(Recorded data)
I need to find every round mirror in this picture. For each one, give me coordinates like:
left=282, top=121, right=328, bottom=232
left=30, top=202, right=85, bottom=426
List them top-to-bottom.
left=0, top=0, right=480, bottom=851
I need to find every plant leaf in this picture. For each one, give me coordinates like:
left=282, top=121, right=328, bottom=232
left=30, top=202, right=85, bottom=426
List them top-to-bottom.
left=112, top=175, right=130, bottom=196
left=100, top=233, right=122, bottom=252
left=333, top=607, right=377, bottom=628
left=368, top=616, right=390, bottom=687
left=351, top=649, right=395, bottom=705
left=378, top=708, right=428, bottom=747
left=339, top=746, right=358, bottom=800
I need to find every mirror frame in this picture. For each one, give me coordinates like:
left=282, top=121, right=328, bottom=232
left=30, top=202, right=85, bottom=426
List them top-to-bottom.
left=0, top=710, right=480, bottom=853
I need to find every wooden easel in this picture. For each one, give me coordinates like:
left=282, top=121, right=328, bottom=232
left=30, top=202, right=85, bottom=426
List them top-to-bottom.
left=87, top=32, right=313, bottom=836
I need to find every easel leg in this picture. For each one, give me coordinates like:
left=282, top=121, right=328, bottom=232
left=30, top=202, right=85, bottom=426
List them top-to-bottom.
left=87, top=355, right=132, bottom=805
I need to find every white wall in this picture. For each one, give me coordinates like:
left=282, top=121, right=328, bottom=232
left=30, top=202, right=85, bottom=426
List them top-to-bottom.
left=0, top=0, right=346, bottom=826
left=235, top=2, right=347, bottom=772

EXERCISE INSTRUCTIONS:
Update the material above by swapping each "picture" for "image" and keeping the rest of the lines as they are.

RESPONSE FOR THIS EXERCISE:
I need to find every round mirror in this image. For each one, give me coordinates like:
left=282, top=121, right=328, bottom=232
left=30, top=202, right=85, bottom=426
List them top-to-bottom.
left=0, top=0, right=480, bottom=851
I need to find every plant leaf in this image. For each one, give me coordinates like:
left=282, top=121, right=328, bottom=232
left=30, top=202, right=85, bottom=426
List them top-to-bottom.
left=112, top=175, right=130, bottom=196
left=100, top=233, right=122, bottom=252
left=333, top=607, right=377, bottom=628
left=368, top=616, right=390, bottom=687
left=351, top=649, right=395, bottom=705
left=378, top=708, right=428, bottom=747
left=339, top=746, right=358, bottom=800
I need to find every mirror frame in this image. For each one, give me coordinates like:
left=282, top=121, right=328, bottom=232
left=30, top=202, right=85, bottom=426
List them top-to-bottom.
left=0, top=710, right=480, bottom=853
I need to find every wooden easel in this image. For each one, give me coordinates like:
left=282, top=121, right=328, bottom=232
left=30, top=202, right=85, bottom=426
List them top-to-bottom.
left=87, top=32, right=313, bottom=836
I need to find every easel leg in this image. For each one, give me coordinates like:
left=282, top=121, right=328, bottom=232
left=30, top=202, right=85, bottom=426
List them top-to-bottom.
left=87, top=355, right=132, bottom=805
I need to find every white wall in this image. For each one, give me coordinates like:
left=282, top=121, right=328, bottom=232
left=30, top=202, right=85, bottom=426
List them top-to-bottom.
left=0, top=0, right=346, bottom=826
left=235, top=2, right=347, bottom=772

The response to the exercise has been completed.